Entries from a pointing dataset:
:::::

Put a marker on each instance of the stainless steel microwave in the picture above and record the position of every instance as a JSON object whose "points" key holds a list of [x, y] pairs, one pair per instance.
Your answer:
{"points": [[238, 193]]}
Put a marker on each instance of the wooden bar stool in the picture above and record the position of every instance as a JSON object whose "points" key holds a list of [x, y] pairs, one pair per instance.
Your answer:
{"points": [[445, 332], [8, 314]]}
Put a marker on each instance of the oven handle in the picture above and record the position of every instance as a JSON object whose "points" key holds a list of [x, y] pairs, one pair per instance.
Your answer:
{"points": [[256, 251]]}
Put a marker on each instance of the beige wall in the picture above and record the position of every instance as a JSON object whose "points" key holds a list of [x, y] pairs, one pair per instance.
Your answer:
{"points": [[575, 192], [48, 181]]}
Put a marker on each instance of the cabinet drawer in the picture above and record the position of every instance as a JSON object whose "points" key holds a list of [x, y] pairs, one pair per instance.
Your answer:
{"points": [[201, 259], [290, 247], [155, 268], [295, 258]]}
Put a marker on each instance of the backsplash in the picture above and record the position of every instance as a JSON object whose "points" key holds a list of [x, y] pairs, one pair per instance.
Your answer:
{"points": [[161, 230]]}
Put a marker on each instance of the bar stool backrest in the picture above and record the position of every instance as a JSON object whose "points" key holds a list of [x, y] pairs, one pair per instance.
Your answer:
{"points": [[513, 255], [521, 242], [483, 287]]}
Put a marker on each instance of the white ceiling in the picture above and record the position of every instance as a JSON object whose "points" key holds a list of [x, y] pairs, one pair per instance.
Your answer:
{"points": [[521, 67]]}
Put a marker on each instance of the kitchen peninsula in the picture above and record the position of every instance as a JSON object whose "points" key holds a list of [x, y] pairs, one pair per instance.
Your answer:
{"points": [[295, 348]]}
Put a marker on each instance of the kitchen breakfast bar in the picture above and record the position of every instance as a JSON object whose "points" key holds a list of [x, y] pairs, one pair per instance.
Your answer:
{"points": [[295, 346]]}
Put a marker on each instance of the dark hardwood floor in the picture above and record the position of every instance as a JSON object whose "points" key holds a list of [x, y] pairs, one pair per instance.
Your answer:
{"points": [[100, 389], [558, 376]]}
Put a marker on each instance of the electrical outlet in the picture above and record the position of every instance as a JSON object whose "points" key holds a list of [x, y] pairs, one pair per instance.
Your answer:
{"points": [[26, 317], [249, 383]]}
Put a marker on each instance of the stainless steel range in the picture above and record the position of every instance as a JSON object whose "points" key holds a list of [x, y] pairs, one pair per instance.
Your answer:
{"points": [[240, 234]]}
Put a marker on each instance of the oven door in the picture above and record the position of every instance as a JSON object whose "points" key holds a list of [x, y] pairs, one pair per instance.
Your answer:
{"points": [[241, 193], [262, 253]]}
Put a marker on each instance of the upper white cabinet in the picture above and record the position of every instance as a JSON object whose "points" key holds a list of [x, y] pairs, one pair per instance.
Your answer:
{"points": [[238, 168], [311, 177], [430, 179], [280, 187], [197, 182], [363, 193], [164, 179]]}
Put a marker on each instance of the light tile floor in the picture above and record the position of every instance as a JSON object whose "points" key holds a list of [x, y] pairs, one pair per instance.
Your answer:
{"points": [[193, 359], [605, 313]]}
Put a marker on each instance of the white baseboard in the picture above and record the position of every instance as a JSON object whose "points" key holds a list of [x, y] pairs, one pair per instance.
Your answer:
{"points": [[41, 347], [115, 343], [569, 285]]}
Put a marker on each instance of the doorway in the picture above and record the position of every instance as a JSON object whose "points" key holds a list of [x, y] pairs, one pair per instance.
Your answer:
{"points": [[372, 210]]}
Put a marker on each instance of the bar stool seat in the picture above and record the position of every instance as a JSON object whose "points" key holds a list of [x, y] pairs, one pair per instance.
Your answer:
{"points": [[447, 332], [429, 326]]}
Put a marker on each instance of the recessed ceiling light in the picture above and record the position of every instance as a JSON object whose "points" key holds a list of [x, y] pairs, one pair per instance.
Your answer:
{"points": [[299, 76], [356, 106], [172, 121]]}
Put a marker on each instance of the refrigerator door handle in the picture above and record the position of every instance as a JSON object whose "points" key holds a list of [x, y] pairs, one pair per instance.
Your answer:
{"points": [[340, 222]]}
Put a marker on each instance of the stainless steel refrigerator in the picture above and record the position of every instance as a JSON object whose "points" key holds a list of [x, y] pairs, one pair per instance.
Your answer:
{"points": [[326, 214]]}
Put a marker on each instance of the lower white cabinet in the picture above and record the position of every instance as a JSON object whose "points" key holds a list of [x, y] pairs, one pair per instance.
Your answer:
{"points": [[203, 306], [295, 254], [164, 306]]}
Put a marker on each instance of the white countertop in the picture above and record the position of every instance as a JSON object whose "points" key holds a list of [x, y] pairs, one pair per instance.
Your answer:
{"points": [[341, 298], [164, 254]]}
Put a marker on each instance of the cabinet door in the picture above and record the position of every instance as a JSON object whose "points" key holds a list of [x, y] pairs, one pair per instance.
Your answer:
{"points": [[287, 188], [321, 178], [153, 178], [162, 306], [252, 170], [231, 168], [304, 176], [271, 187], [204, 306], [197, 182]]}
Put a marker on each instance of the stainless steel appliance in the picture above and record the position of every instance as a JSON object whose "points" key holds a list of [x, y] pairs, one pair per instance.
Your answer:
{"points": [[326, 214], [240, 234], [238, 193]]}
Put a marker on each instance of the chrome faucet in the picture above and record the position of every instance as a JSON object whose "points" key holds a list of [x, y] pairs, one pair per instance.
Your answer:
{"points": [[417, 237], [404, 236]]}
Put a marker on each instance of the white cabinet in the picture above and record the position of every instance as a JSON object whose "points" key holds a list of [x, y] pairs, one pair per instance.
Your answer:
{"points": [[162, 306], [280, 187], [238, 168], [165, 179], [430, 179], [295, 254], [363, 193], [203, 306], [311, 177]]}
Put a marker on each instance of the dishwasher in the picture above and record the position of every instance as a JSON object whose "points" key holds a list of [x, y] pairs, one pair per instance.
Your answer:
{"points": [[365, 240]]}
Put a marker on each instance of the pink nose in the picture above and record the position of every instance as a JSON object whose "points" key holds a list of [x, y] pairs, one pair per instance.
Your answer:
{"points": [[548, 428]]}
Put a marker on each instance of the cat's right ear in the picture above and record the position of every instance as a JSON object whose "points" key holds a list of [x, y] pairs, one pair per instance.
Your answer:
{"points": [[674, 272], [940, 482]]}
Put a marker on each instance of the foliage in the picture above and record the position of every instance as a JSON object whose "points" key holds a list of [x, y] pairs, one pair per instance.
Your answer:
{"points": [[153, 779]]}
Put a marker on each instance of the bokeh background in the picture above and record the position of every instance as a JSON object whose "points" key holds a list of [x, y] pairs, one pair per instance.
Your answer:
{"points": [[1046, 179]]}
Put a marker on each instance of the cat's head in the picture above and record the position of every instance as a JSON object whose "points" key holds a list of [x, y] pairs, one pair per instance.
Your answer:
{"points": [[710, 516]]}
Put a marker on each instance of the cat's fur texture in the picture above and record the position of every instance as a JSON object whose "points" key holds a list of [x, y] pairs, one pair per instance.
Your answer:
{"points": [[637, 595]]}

:::::

Task statement: Repeat the data verbatim.

Output for this task:
Put a marker on each instance of the stainless steel microwave in the picture above and record the position of every instance as a JSON object whose "points" key holds a list of [x, y] pairs, one pair per instance.
Your answer:
{"points": [[238, 193]]}
Put a marker on each instance of the wooden bar stool in the picture above and record the position of every instance as a JSON object whose "points" key holds a list of [x, y] pairs, one pair per instance.
Your answer:
{"points": [[445, 332], [8, 314]]}
Put a marker on each instance of the oven handle in the picture above and record the position of every instance as a JSON object whose "points" key holds a list of [x, y] pairs, one pair per instance.
Your answer:
{"points": [[256, 251]]}
Put a marker on each instance of the beige wall in the picture above and record the position of every instance as a JSON object whose "points" key holds a list of [x, y] pairs, one pair per instance.
Your answer:
{"points": [[575, 192], [48, 181]]}
Put a marker on each instance of the cabinet drawer in the picture above and record the position of every instance as a JSON object whose "points" key holds a list of [x, y] pairs, one pair per instance.
Your answer:
{"points": [[201, 259], [290, 247], [155, 268], [295, 258]]}
Put a marker on each instance of the backsplash in the picture above and record the position of every instance as a JSON object whose "points" key holds a list of [x, y] pairs, one pair per instance.
Your answer:
{"points": [[161, 230]]}
Put a marker on each instance of the bar stool backrest in the picture above and record the position of every instance as a JSON object whose "points" key holds a list of [x, y] pairs, one pair per instance.
Your answer:
{"points": [[513, 255], [521, 242], [483, 287]]}
Put a marker on each instance of the white ceiling in the picture above and record the position of every instance as a JSON object whose "points" key holds a list of [x, y] pairs, one pair per instance.
Your answer:
{"points": [[521, 67]]}
Put a marker on each instance of the kitchen peninsula in the picture above and record the position of every instance as a JSON object whose "points" key holds a list of [x, y] pairs, one pair per instance.
Your answer:
{"points": [[295, 348]]}
Put a marker on each instance of the kitchen breakfast bar in the picture above and record the position of every instance as a JSON object whose "points" key holds a list of [x, y] pairs, one pair per instance.
Your answer:
{"points": [[295, 346]]}
Put a marker on each instance of the dark hardwood floor in the picture above and record the position of every instance as a JSON object whose "points" key holds a list of [x, y] pairs, one pair per instance.
Your answer:
{"points": [[100, 389], [558, 376]]}
Put a marker on each instance of the electrical outlet in the picture above and record the position of every instance as a JSON object whose "points" key holds a list of [x, y] pairs, one pair per instance.
Your answer:
{"points": [[26, 317], [249, 383]]}
Put a marker on each instance of the stainless steel range in the picture above and record the position of every instance as a JSON object whose "points" key holds a list of [x, y] pairs, one pair per instance.
Your answer:
{"points": [[240, 234]]}
Put a marker on each instance of the oven door in the picture above and record the position of every instance as a JSON object whose "points" key holds a list of [x, y] pairs, one pair per instance.
Your answer:
{"points": [[241, 193], [262, 253]]}
Put a marker on each instance of the upper white cabinet in the picture above and record the position of every instance as a JSON object whose "points" key holds a list of [x, y] pairs, one pair per instance.
Your answer:
{"points": [[238, 168], [311, 177], [430, 179], [280, 187], [197, 182], [363, 193], [164, 179]]}
Put a marker on each instance of the light tile floor in the picture above and record the position of every instance as a JSON object whose "points" key holds a list of [x, y] pairs, one pair per instance.
Your answer:
{"points": [[193, 359], [605, 313]]}
Put a marker on each instance of the white baseboard in the picture above and record the position of every instance as a JSON object whose "points" key holds a list of [x, y] pairs, one pair per instance.
Your answer:
{"points": [[41, 347], [115, 343], [569, 285]]}
Put a marker on each instance of the doorway in the picture above and record the position of every instance as a JSON object whose "points" key holds a list of [x, y] pairs, one pair per instance.
Your answer:
{"points": [[372, 210]]}
Put a marker on each instance of the bar stool seat in the picture above and record the position of every instance as a JSON object whose "points" key holds a list of [x, y] pairs, one pair per instance.
Your answer:
{"points": [[447, 332], [429, 326]]}
Put a marker on each instance of the recessed ceiling light in the picture above and record the position of every instance as a JSON object whose "points" key holds a list of [x, y] pairs, one pair per instance.
Your answer:
{"points": [[299, 76], [356, 106], [172, 121]]}
Put a marker on each instance of the refrigerator door handle in the picture above and record the position of every instance as a JSON object whose "points" key holds a list of [x, y] pairs, one pair per instance.
Your answer:
{"points": [[340, 222]]}
Put a marker on each instance of the stainless steel refrigerator in the picture above and record the position of every instance as a JSON object whose "points" key holds a list of [x, y] pairs, one pair per instance.
Your answer:
{"points": [[326, 214]]}
Put a marker on each instance of the lower white cabinet in the picture above and record the position of every instance as a JSON object whose "points" key holds a list of [x, y] pairs, one pair per instance.
Your answer:
{"points": [[203, 306], [295, 254], [164, 306]]}
Put a marker on each instance of the white countertop in the picture above and record the position of every instance as a JSON object whose "points" key holds a list of [x, y] pairs, one pair per instance.
Your answer:
{"points": [[341, 298], [164, 254]]}
Put a marker on each instance of the cabinet door in the picture above and record the position of every instance as a JSON object whose "points" key holds a list of [x, y] pairs, one pair per instance.
Your answer:
{"points": [[287, 188], [321, 178], [153, 178], [162, 306], [252, 170], [231, 168], [304, 176], [271, 187], [204, 306], [197, 182]]}
Put a marker on each instance of the stainless steel appliance in the picture above and record the position of every instance as a JSON object whose "points" key holds a list of [x, y] pairs, one pair per instance.
Your answer:
{"points": [[326, 214], [240, 234], [238, 193]]}
Put a marker on each instance of the chrome faucet in the picture above and record the position of every instance as a JSON object whose "points" key holds a list of [x, y] pairs, one pair per instance.
Your answer:
{"points": [[417, 237], [404, 236]]}
Put a marker on each instance of the white cabinet in the picture above and record the position of every instance as a JSON object whose "points" key holds a list of [x, y] pairs, one pair per instance.
Your answer:
{"points": [[162, 306], [280, 187], [238, 168], [165, 179], [430, 179], [295, 254], [363, 193], [203, 306], [311, 177]]}
Put a marker on each instance of the dishwasher in the picture above and record the position of every instance as a JSON object whose "points" key holds a list of [x, y] pairs, one pair per instance.
Your answer:
{"points": [[365, 240]]}
Put a marker on each instance of the pink nose in the picture above and record the position of every instance as a JSON object whose "points" key holds a list of [x, y] pairs, one pair per instance.
Your answer:
{"points": [[548, 428]]}
Put a marker on each instance of the cat's right ear in the picture above and record the position of every instance as a JSON object whose "points" key holds a list of [x, y] pairs, one pair per instance.
Your answer:
{"points": [[674, 272], [940, 482]]}
Put a marker on each instance of the foliage in the picture above and record the position of every instance as a JSON object whose "points" key holds a list of [x, y] pairs, one pair per instance.
Your answer:
{"points": [[153, 779]]}
Put a marker on each instance of the bokeh background in the picture above and record the position of every instance as a JSON object whose "points" key holds a list of [x, y] pairs, one pair per instance.
Your answer:
{"points": [[1046, 179]]}
Put a marker on each instance of the cat's head in the picture above and record the position of every instance as a JSON object whose "points" key holds a list of [x, y] pairs, one pair per instance.
Your answer:
{"points": [[710, 516]]}
Put a marker on each instance of the cat's fur texture in the picture above and record the position of every instance as a JSON object whose "points" key holds a list of [x, y] pairs, one pair per instance.
Your answer:
{"points": [[637, 595]]}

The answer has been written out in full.